EXERCISE MATERIAL:

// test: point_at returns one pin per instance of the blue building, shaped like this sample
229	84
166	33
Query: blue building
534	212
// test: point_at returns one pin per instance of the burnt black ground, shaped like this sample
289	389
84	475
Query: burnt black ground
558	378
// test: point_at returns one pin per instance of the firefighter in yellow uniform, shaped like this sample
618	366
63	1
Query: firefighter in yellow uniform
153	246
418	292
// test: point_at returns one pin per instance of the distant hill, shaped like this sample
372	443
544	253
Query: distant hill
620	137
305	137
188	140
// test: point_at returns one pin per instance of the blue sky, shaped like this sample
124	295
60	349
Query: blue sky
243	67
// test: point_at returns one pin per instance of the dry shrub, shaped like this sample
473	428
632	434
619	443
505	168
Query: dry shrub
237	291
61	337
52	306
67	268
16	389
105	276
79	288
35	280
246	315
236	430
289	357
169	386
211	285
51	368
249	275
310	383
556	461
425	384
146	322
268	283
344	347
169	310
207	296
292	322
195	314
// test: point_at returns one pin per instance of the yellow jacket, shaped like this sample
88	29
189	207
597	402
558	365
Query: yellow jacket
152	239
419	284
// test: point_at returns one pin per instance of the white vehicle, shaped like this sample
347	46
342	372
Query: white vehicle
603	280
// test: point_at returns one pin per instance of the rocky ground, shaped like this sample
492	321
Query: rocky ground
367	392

PROBLEM TO SOLVE: Rewrite all the material above, swapping every "dry shrub" for "dead bush" and leaving everything else unchanged.

COMPLETED EXERCISE:
// test: point_at returns one pin per instance of the blue building, shaped like this sample
229	84
166	33
Query: blue building
534	212
// test: point_at returns one pin per instance of the burnt black ground, shaped like this sample
289	389
84	475
Query: burnt black ground
558	378
// test: point_at returns one pin per instance of the firefighter in yellow uniform, shaped like this sample
618	366
63	1
Query: firefighter in yellow uniform
153	246
418	292
// test: point_at returns one pin per instance of the distant hill, shaped like this sample
372	443
544	253
Query: distant hill
620	137
305	137
188	140
// test: point_at returns one pin per instance of the blue sky, shaped like this sample
124	295
60	349
Query: blue sky
243	67
// test: point_at returns one pin per instance of the dead bush, shaped like this sample
473	428
632	434
619	443
505	168
Query: dead bush
237	291
61	337
52	306
67	268
16	389
105	276
79	288
35	280
246	315
236	430
289	357
169	386
211	285
51	368
249	275
310	383
556	461
425	384
146	322
268	283
344	347
169	310
207	296
292	322
195	314
// test: point_at returns one pin per instance of the yellow jacket, shaped like this sample
88	29
189	207
597	402
558	365
Query: yellow jacket
152	239
419	284
// test: point_at returns one pin per instance of the white vehicle, shaped like this sample
347	46
342	372
Query: white vehicle
603	280
// test: point_at returns one pin per instance of the rocky ground, shaped like this sample
492	321
Query: rocky ground
367	392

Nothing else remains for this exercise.